## START
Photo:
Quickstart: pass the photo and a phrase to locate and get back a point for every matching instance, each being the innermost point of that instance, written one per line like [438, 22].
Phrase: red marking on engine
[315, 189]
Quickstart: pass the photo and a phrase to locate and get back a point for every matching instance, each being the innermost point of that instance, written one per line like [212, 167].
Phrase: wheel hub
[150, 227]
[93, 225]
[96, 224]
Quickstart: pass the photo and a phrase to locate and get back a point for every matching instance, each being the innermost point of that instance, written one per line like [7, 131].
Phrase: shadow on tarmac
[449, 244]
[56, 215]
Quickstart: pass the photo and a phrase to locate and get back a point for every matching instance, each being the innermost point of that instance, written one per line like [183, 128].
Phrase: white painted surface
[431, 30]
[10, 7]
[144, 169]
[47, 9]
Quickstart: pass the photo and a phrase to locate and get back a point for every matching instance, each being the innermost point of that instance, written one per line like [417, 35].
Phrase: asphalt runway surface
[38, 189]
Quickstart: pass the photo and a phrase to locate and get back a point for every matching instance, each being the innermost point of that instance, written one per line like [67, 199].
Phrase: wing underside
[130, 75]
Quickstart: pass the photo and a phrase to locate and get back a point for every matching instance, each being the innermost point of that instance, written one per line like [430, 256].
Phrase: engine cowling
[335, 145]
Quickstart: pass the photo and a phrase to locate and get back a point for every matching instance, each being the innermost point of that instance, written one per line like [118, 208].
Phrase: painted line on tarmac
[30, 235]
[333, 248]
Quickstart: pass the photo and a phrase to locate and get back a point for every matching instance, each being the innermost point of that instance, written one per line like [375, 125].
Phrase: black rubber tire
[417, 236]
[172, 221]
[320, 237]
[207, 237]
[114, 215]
## END
> [WHAT THIS TASK INVOLVES]
Begin at the line that has "like [430, 256]." and stop after the last line of the records. Rewrite those lines, requests included, scaling every point coordinate in the answers by 1.85 and rounding to whole numbers with halves rounded up, and leave all numbers in the requests unchanged.

> [OUTPUT OF THE TASK]
Quickstart: pass the photo and a phrase to locate and get back a point for every matching instance, each being the innermost point of that instance, written one per line like [430, 256].
Phrase: engine cowling
[620, 268]
Quickstart: pass the photo and a phrase to locate and get back a point for every matching instance, each being the innermost point of that instance, written one per line like [118, 208].
Phrase: painted line on tarmac
[56, 435]
[616, 459]
Quickstart: pass the photo and a phrase to locate and get back a point for every matching instance, each being the innermost point of that instance, written one per line like [375, 125].
Phrase: black rubber tire
[771, 437]
[318, 409]
[592, 438]
[383, 438]
[211, 398]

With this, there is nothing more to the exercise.